> SUPPLIED ENTRIES
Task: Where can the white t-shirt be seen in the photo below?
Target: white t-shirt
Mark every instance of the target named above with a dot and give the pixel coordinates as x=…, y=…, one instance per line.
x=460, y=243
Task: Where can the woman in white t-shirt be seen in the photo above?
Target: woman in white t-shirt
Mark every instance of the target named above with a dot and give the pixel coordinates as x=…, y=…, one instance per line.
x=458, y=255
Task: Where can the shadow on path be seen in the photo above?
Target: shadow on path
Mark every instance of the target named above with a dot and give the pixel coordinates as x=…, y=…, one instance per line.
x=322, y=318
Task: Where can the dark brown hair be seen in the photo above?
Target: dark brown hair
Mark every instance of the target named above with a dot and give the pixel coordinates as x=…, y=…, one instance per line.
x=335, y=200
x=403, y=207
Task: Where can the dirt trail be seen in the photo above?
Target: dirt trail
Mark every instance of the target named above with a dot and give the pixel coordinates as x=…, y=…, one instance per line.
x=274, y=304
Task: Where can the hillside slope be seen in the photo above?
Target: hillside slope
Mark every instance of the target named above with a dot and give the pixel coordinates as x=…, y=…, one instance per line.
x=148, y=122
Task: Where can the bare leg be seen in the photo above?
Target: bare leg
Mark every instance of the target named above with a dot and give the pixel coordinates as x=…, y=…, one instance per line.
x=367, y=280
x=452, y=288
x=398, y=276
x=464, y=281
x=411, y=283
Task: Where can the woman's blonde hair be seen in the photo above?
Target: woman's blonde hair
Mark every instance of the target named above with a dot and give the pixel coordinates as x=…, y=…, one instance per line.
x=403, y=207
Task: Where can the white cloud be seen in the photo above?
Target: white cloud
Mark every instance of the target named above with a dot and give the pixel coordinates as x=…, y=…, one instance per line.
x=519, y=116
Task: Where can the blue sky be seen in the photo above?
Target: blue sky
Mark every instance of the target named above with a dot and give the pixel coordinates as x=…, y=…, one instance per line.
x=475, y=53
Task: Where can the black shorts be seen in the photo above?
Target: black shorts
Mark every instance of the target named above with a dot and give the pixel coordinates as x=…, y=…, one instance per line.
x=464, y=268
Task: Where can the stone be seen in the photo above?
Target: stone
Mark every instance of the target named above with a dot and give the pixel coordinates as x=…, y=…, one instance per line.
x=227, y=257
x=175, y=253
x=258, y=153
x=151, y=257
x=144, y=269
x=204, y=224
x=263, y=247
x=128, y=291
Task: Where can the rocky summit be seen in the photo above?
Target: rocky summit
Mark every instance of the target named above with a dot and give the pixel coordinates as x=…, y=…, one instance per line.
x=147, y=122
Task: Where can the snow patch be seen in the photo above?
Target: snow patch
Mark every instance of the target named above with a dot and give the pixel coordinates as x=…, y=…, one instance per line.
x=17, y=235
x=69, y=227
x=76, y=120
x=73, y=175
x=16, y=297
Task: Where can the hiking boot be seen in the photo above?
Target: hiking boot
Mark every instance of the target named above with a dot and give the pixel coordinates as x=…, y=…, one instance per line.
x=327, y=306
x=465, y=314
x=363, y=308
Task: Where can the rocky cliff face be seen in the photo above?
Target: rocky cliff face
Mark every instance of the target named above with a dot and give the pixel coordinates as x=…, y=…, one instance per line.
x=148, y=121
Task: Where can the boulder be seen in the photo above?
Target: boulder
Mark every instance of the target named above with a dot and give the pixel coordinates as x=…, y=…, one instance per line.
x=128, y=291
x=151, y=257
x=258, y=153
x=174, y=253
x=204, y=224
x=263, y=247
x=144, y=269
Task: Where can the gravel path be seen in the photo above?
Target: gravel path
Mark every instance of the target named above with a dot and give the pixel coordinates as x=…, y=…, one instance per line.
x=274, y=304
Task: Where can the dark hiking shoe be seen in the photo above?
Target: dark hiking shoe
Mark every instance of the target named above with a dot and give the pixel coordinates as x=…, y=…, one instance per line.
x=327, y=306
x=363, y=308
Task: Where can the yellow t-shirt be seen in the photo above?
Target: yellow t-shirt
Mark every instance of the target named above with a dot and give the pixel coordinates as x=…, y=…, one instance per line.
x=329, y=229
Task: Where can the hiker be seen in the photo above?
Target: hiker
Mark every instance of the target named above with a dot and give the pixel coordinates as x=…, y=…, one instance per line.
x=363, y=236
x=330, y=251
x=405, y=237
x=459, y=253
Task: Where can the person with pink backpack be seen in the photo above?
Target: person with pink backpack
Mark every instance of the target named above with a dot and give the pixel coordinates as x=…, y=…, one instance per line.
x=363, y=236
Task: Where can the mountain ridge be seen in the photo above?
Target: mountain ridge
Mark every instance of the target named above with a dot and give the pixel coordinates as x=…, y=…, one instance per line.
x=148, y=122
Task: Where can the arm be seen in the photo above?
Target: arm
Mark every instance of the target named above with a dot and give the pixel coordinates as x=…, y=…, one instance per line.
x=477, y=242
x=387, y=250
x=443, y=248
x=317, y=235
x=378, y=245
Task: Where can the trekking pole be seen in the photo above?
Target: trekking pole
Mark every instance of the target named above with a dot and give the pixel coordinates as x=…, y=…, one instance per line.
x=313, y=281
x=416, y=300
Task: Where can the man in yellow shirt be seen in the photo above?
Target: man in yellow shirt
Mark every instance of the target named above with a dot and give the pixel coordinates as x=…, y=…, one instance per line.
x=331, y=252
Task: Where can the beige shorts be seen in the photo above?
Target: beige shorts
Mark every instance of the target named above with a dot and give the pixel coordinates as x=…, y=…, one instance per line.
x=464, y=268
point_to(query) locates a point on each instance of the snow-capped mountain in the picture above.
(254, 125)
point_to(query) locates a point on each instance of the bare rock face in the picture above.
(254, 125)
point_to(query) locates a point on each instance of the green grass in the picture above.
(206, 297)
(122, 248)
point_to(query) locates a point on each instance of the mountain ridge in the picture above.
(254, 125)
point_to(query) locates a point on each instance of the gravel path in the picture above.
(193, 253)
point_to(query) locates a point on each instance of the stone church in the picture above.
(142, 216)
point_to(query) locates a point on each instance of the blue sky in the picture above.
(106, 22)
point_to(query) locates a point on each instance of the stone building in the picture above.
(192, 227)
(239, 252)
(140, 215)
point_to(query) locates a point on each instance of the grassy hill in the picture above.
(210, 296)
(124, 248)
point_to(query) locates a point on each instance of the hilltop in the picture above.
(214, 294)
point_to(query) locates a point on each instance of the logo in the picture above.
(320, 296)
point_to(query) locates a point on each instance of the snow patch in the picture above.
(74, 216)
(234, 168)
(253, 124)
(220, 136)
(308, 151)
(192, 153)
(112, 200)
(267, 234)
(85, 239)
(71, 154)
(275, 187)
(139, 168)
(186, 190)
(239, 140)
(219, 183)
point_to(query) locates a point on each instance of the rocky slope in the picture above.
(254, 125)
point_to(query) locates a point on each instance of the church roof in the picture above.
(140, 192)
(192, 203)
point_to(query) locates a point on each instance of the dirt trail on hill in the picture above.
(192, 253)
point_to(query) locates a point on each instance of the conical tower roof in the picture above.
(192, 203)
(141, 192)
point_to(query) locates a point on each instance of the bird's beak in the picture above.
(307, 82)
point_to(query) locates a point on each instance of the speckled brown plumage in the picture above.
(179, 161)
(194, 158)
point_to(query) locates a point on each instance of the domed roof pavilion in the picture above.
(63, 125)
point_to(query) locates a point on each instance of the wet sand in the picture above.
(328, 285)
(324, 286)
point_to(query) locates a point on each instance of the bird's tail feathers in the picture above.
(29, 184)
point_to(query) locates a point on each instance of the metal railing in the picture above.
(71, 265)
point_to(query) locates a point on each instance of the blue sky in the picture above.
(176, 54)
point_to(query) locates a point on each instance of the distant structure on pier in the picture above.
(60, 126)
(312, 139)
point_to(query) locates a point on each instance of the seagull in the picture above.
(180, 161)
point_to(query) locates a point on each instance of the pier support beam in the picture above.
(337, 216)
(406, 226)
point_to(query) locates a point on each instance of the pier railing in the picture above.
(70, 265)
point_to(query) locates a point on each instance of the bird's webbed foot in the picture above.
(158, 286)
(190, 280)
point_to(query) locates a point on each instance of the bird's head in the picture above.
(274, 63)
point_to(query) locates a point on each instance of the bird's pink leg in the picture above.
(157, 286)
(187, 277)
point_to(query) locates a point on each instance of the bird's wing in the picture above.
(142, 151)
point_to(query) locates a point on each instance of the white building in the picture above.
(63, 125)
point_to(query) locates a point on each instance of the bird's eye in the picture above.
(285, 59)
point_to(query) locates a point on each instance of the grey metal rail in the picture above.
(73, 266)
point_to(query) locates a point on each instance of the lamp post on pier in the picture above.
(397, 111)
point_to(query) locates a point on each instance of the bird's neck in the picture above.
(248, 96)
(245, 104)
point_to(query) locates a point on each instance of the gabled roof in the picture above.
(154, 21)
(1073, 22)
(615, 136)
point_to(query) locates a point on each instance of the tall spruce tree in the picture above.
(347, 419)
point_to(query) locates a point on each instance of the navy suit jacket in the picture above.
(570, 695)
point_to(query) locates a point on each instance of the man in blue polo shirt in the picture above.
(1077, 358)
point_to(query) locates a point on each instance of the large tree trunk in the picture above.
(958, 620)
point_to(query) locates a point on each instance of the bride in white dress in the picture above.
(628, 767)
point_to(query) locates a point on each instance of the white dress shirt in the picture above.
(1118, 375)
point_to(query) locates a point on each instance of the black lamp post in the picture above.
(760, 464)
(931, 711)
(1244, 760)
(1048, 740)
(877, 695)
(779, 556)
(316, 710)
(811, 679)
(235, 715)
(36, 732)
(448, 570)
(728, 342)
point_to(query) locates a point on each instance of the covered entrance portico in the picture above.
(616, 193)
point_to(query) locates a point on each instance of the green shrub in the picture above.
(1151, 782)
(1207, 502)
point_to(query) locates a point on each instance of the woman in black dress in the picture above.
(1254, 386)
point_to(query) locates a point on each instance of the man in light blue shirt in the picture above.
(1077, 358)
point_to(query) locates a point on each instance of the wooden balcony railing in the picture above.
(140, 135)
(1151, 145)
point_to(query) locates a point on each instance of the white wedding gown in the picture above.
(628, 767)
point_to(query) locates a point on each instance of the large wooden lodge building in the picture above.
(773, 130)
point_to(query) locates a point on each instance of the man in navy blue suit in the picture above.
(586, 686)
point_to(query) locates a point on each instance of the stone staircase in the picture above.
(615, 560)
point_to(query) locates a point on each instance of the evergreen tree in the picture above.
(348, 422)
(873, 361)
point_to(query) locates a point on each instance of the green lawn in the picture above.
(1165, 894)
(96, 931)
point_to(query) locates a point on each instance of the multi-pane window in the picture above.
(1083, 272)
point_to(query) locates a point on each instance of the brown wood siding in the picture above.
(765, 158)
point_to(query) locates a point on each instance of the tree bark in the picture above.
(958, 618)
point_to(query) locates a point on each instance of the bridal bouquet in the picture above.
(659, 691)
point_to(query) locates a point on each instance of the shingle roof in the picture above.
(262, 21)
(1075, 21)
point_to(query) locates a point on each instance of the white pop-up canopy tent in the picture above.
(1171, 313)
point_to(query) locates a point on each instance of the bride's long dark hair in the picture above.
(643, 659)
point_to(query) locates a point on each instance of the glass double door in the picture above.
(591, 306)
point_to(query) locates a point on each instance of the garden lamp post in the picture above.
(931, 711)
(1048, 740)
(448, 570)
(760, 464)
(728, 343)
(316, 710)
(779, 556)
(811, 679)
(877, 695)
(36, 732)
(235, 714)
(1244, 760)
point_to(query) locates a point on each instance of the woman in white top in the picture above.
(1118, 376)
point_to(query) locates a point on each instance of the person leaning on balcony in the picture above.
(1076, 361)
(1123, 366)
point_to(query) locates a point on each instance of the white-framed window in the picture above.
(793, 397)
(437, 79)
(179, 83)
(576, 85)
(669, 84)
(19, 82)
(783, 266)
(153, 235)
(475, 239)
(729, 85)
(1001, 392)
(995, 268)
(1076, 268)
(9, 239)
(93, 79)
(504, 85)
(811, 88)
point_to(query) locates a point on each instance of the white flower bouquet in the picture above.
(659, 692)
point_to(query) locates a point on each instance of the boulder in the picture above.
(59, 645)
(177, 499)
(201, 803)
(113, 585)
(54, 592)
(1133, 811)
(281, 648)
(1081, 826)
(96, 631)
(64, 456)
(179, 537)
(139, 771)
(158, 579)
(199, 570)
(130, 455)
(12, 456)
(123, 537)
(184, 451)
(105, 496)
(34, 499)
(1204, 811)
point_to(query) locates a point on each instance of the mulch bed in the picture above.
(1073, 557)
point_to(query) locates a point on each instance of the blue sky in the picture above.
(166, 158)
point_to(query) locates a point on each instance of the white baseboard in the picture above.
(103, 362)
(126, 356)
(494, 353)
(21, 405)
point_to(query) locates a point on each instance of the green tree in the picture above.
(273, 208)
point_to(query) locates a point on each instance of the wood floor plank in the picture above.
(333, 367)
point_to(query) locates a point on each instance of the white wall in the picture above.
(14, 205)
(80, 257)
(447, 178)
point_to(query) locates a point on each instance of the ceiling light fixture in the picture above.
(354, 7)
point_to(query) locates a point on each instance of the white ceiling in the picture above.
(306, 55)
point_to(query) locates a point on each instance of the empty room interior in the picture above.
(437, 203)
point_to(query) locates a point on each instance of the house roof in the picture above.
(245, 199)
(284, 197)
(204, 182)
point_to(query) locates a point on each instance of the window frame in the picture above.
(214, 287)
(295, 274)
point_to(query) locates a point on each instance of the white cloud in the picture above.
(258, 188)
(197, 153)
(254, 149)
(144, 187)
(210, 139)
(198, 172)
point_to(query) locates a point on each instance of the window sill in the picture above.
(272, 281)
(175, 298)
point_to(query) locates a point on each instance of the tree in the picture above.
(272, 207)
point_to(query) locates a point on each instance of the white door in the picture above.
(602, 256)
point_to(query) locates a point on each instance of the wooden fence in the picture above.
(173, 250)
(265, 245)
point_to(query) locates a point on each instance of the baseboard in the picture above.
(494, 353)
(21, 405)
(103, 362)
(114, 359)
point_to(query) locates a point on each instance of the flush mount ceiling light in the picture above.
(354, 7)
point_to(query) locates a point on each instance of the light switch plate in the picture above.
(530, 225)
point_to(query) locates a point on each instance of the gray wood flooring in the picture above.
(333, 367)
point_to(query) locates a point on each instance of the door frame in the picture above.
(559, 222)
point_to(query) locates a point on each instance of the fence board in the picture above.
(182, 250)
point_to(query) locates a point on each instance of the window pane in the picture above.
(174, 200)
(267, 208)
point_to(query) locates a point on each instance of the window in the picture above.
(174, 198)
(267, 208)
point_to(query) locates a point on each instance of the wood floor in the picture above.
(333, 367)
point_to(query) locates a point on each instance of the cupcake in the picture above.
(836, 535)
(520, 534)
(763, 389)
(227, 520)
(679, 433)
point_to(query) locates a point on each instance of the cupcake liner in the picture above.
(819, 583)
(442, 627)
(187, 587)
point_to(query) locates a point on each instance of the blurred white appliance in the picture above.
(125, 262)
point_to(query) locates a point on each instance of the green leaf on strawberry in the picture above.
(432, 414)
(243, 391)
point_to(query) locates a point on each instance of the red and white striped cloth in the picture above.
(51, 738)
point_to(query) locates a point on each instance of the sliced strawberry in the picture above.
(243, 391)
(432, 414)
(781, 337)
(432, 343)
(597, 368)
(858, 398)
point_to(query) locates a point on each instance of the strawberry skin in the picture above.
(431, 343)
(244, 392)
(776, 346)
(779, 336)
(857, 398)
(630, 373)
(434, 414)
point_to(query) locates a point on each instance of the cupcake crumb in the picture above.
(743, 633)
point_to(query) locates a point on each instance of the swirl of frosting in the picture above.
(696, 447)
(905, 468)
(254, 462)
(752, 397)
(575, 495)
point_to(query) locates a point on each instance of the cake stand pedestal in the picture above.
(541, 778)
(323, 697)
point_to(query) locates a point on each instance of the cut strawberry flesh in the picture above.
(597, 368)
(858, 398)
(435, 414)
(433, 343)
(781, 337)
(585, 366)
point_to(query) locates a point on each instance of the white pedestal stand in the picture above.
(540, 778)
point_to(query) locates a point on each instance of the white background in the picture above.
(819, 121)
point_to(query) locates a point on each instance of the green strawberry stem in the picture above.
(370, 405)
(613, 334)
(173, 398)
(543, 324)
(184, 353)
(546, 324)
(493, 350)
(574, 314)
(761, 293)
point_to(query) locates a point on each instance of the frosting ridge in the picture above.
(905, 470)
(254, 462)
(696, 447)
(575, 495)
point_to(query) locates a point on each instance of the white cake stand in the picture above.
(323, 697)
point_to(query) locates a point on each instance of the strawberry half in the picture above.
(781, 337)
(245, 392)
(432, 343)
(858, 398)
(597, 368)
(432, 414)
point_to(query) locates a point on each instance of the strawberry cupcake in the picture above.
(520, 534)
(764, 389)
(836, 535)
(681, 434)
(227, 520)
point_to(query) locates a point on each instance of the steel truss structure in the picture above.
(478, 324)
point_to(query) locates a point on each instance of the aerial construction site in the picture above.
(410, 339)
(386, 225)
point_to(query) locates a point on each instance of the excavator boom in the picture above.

> EXERCISE
Write out a verbatim copy of the data, beginning with its first line and ending with the line that contains "Target: woman in white t-shirt".

> TASK SOLUTION
Task: Where can the white t-shirt be seen in the photo below?
Target: white t-shirt
Mark every instance of the target named above with a dot and give the pixel coordinates as x=…, y=…, one instance per line.
x=460, y=243
Task: Where can the woman in white t-shirt be seen in the photo above?
Target: woman in white t-shirt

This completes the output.